What you need to do -> Convert these lines into a two-column CSV with the headers instruction and points, giving one row per instruction and its answer. Enclose each field in double quotes and replace any line breaks inside a field with spaces.

Stored dataset lines ->
::::::

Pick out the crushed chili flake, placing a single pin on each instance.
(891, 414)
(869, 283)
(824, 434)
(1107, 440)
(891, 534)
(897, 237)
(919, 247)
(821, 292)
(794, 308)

::::::

Solution for this exercise ->
instruction,points
"Pick out the crushed chili flake, placing a single pin on each instance.","(891, 414) (869, 283) (824, 434) (1107, 440) (891, 534) (897, 237) (919, 247) (821, 292) (794, 308)"